Turning next to FIG. 10, an embodiment of a system on-chip (SoC) design in accordance with embodiments of the disclosure is depicted. As an illustrative example, SoC 1000 is included in user equipment (UE). In one embodiment, UE refers to any device to be used by an end-user to communicate, such as a hand-held phone, smartphone, tablet, ultra-thin notebook, notebook with broadband adapter, or any other similar communication device. A UE may connect to a base station or node, which can correspond in nature to a mobile station (MS) in a GSM network. The embodiments of the page additions and content copying can be implemented in SoC 1000.

Here, SoC 1000 includes 2 cores—1006 and 1007. Similar to the discussion above, cores 1006 and 1007 may conform to an Instruction Set Architecture, such as a processor having the Intel® Architecture Core™, an Advanced Micro Devices, Inc. (AMD) processor, a MIPS-based processor, an ARM-based processor design, or a customer thereof, as well as their licensees or adopters. Cores 1006 and 1007 are coupled to cache control 1008 that is associated with bus interface unit 1009 and L2 cache 1010 to communicate with other parts of system 1000. Interconnect 1011 includes an on-chip interconnect, such as an IOSF, AMBA, or other interconnects discussed above, which can implement one or more aspects of the described disclosure.

Interconnect 1011 provides communication channels to the other components, such as a Subscriber Identity Module (SIM) 1030 to interface with a SIM card, a boot ROM 1035 to hold boot code for execution by cores 1006 and 1007 to initialize and boot SoC 1000, a SDRAM controller 1040 to interface with external memory (e.g. DRAM 1060), a flash controller 1045 to interface with non-volatile memory (e.g. Flash 1065), a peripheral control 1050 (e.g. Serial Peripheral Interface) to interface with peripherals, video codecs 1020 and video interface 1025 to display and receive input (e.g. touch enabled input), GPU 1015 to perform graphics related computations, etc. Any of these interfaces may incorporate aspects of the embodiments described herein.

In addition, the system illustrates peripherals for communication, such as a Bluetooth module 1070, 3G modem 1075, GPS 1080, and Wi-Fi 1085. Note as stated above, a UE includes a radio for communication. As a result, these peripheral communication modules may not all be included. However, in a UE some form of a radio for external communication should be included.

FIG. 11 illustrates a diagrammatic representation of a machine in the example form of a computing system 1100 within which a set of instructions, for causing the machine to perform any one or more of the methodologies discussed herein, may be executed. In alternative embodiments, the machine may be connected (e.g., networked) to other machines in a LAN, an intranet, an extranet, or the Internet. The machine may operate in the capacity of a server or a client device in a client-server network environment, or as a peer machine in a peer-to-peer (or distributed) network environment. The machine may be a personal computer (PC), a tablet PC, a set-top box (STB), a Personal Digital Assistant (PDA), a cellular telephone, a web appliance, a server, a network router, switch or bridge, or any machine capable of executing a set of instructions (sequential or otherwise) that specify actions to be taken by that machine. Further, while only a single machine is illustrated, the term “machine” shall also be taken to include any collection of machines that individually or jointly execute a set (or multiple sets) of instructions to perform any one or more of the methodologies discussed herein. The embodiments of the page additions and content copying can be implemented in computing system 1100.

Set tasks:
**A.** In the system-on-chip passage, what does boot ROM 1035 hold?
**B.** Carry the system-on-chip passage forward from its final sentence.

Excerpts of pointing data:

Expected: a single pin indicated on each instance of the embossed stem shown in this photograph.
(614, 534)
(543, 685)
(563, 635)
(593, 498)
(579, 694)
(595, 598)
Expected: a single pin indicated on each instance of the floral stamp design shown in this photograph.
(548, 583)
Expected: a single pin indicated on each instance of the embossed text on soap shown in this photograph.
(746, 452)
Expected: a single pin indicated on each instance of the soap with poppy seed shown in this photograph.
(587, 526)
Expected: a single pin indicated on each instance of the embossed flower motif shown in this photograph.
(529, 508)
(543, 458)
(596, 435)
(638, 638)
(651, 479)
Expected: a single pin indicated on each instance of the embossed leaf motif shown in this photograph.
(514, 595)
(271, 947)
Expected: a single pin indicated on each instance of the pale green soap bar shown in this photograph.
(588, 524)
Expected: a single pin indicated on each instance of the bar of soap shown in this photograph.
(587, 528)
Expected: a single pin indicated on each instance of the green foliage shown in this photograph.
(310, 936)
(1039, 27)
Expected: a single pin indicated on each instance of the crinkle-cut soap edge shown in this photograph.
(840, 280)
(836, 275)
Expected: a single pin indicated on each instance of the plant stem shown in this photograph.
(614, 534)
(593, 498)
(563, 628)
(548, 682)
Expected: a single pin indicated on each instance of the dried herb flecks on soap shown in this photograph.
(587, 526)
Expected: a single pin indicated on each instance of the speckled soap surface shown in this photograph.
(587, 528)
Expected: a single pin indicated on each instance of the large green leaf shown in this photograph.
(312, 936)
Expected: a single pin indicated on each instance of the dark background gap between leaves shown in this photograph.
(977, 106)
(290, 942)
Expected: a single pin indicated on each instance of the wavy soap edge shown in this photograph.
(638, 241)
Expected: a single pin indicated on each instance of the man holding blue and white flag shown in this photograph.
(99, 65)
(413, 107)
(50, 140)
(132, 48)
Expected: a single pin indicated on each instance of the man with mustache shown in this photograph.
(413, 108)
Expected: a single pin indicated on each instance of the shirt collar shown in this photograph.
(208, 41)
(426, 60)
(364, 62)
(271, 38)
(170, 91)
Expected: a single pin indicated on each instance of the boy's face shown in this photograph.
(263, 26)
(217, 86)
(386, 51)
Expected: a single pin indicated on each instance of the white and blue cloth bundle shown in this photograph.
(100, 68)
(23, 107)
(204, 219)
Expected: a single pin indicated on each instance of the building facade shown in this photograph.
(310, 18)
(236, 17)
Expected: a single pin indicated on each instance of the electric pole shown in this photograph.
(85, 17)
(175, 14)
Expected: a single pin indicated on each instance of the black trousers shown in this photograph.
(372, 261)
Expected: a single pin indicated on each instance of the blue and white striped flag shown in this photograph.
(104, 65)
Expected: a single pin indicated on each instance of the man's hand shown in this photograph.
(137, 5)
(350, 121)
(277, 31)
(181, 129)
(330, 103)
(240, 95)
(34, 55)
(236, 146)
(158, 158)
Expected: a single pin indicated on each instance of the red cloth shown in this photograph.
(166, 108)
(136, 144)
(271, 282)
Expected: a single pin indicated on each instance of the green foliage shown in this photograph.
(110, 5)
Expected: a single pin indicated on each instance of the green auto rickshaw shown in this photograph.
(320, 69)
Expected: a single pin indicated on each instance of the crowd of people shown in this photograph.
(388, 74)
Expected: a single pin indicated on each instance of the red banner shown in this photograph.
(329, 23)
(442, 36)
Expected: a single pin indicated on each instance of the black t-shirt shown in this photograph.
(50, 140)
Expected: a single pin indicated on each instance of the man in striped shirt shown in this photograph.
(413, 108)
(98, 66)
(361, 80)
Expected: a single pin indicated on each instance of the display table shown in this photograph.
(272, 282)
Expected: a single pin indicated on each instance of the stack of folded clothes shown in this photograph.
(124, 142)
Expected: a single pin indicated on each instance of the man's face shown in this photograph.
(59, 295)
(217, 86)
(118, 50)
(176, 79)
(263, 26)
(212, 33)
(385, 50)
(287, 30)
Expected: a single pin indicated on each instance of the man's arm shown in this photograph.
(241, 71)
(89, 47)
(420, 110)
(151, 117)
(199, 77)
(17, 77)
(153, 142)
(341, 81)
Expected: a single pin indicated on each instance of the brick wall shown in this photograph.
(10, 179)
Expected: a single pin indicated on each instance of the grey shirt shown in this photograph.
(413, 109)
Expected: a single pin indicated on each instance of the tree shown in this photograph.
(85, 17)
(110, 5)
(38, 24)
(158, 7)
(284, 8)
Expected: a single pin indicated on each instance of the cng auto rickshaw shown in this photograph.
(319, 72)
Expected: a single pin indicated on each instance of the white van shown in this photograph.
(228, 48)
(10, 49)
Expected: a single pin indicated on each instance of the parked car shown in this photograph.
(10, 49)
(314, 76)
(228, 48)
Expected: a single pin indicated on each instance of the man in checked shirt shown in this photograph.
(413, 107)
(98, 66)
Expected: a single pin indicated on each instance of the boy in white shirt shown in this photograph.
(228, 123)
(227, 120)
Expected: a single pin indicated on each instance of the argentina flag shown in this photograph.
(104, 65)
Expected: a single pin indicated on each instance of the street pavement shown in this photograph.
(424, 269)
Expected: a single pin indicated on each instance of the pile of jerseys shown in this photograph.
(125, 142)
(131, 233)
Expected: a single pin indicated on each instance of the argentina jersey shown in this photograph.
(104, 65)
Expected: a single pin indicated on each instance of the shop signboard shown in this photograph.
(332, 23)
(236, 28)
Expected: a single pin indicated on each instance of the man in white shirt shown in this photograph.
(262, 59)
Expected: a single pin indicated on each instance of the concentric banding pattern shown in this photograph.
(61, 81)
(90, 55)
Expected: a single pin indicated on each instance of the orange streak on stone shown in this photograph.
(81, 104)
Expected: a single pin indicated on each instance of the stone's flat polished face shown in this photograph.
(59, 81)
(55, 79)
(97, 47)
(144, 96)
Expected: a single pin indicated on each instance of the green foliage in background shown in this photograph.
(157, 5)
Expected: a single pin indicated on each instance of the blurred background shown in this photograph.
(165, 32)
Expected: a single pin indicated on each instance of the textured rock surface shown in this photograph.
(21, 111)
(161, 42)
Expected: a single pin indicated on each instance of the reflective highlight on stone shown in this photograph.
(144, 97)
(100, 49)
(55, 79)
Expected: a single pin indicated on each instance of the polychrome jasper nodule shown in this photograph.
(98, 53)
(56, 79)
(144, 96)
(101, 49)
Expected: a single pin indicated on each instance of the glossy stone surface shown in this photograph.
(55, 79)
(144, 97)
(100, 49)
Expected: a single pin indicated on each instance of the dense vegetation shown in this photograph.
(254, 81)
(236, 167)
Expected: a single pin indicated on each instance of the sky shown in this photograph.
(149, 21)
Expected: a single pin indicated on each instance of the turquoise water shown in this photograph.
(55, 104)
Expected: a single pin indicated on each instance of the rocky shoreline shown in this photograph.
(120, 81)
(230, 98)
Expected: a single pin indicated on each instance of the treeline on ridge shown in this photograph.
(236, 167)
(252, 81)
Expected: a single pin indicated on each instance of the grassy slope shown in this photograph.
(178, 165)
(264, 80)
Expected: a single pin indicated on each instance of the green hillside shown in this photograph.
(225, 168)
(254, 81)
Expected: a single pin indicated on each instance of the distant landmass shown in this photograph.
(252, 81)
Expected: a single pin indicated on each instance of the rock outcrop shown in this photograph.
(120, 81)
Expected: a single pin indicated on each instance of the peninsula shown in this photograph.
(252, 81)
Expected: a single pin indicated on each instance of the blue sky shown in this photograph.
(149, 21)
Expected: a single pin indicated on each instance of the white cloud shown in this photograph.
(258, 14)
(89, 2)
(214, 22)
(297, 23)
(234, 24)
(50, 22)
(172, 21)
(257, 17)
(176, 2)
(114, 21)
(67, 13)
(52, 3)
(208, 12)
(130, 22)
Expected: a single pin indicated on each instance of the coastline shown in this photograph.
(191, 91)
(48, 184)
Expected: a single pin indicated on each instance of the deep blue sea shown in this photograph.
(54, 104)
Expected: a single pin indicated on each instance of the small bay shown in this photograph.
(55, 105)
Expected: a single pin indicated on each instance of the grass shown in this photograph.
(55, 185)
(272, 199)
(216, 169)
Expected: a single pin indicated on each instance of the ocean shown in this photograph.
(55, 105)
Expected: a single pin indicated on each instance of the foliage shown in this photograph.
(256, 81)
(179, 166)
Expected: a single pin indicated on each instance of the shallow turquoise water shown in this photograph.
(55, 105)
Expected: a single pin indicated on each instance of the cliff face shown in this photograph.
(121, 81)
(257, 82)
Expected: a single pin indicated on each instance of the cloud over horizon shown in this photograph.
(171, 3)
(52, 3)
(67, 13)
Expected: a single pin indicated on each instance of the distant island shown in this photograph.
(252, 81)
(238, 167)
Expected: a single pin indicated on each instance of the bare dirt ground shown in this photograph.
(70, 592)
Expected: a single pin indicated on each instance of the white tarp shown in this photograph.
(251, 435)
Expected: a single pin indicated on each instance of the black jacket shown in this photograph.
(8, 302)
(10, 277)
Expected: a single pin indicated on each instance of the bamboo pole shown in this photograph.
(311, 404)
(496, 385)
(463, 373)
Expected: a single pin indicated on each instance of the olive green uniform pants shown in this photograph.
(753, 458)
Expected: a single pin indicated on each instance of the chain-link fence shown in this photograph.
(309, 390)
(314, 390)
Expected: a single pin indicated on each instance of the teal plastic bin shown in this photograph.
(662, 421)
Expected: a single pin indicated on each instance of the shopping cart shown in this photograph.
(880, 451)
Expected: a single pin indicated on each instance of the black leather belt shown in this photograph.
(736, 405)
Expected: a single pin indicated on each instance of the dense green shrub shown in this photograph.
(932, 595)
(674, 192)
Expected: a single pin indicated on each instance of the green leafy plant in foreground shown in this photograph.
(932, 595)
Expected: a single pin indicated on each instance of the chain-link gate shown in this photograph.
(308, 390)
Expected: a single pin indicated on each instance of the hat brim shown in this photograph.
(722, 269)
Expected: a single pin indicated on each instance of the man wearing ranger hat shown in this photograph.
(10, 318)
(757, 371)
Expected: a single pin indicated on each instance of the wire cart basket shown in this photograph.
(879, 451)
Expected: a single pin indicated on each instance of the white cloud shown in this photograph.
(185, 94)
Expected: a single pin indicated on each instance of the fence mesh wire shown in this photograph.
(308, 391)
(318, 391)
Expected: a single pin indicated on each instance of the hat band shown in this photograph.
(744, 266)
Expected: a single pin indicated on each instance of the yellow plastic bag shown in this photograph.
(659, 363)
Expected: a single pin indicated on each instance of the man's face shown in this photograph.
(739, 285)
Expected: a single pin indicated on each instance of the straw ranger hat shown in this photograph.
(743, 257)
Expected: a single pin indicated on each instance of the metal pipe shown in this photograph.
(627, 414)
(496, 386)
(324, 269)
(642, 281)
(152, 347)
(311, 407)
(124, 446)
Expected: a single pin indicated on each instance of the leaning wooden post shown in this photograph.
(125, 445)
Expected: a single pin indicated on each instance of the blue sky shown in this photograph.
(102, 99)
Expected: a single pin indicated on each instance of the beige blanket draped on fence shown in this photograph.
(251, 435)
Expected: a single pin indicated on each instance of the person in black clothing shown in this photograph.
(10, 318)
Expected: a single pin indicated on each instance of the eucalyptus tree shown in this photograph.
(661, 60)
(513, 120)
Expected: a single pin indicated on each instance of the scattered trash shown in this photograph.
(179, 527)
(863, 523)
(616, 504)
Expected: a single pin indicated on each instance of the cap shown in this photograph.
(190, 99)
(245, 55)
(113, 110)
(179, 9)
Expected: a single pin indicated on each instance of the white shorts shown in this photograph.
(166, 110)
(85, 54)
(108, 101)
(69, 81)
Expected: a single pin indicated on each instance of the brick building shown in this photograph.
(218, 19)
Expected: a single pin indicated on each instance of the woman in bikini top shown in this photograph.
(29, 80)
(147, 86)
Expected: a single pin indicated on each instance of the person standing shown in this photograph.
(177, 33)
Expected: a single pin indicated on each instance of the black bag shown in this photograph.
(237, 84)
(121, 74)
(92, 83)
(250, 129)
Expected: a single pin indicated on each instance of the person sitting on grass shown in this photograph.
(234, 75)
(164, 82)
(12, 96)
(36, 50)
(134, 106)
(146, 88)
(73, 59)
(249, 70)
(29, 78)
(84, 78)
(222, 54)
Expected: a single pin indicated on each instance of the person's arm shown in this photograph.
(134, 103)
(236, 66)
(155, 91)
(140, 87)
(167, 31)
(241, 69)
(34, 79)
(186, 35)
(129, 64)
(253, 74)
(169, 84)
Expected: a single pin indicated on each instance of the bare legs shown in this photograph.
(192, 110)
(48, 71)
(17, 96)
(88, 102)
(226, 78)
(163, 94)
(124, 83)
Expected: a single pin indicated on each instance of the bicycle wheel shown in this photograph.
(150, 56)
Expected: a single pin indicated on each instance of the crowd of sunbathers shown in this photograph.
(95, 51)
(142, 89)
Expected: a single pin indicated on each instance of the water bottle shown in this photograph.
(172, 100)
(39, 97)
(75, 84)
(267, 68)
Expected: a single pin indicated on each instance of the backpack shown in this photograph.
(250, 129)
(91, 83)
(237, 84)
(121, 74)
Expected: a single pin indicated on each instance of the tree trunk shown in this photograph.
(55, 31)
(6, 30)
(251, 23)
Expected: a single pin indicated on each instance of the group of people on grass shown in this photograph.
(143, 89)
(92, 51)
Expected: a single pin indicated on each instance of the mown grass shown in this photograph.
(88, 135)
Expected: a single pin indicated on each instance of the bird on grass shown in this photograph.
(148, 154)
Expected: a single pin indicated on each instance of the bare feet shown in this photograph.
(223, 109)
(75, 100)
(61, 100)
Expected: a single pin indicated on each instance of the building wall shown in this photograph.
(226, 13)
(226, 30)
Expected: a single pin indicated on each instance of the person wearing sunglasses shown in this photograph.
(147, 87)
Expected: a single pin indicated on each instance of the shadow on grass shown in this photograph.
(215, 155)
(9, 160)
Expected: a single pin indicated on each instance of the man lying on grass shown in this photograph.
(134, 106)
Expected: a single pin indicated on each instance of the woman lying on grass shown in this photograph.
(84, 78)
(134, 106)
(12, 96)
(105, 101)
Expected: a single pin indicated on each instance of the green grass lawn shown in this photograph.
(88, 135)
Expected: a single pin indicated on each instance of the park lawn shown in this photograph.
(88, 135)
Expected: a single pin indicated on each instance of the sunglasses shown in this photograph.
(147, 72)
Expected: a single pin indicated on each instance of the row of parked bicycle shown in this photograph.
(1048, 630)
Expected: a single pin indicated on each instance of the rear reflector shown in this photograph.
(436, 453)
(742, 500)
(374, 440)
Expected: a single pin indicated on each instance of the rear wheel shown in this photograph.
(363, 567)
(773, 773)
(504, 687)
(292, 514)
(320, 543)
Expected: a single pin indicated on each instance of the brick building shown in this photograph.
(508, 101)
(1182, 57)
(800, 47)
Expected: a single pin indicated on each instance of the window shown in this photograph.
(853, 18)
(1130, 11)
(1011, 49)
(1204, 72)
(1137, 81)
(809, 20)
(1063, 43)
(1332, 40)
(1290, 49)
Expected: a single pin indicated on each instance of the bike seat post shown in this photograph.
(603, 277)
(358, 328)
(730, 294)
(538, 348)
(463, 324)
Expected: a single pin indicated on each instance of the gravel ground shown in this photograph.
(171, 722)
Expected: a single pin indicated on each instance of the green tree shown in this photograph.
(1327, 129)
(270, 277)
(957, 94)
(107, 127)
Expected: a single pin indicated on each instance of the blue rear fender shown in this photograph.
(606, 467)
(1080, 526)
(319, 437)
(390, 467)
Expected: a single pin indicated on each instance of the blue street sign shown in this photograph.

Results:
**A.** Boot code for execution by cores 1006 and 1007 to initialize and boot SoC 1000.

**B.**
The computing system 1100 includes a processing device 1102, main memory 1104 (e.g., read-only memory (ROM), flash memory, dynamic random access memory (DRAM) (such as synchronous DRAM (SDRAM) or DRAM (RDRAM), etc.), a static memory 1106 (e.g., flash memory, static random access memory (SRAM), etc.), and a data storage device 1118, which communicate with each other via a bus 1130.

Processing device 1102 represents one or more general-purpose processing devices such as a microprocessor, central processing unit, or the like. More particularly, the processing device may be complex instruction set computing (CISC) microprocessor, reduced instruction set computer (RISC) microprocessor, very long instruction word (VLIW) microprocessor, or processor implementing other instruction sets, or processors implementing a combination of instruction sets. Processing device 1102 may also be one or more special-purpose processing devices such as an application specific integrated circuit (ASIC), a field programmable gate array (FPGA), a digital signal processor (DSP), network processor, or the like. In one embodiment, processing device 1102 may include one or processor cores. The processing device 1102 is configured to execute the processing logic 1126 for performing the operations discussed herein. In one embodiment, processing device 1102 can be part of a computing system. Alternatively, the computing system 1100 can include other components as described herein. It should be understood that the core may support multithreading (executing two or more parallel sets of operations or threads), and may do so in a variety of ways including time sliced multithreading, simultaneous multithreading (where a single physical core provides a logical core for each of the threads that physical core is simultaneously multithreading), or a combination thereof (e.g., time sliced fetching and decoding and simultaneous multithreading thereafter such as in the Intel® Hyperthreading technology).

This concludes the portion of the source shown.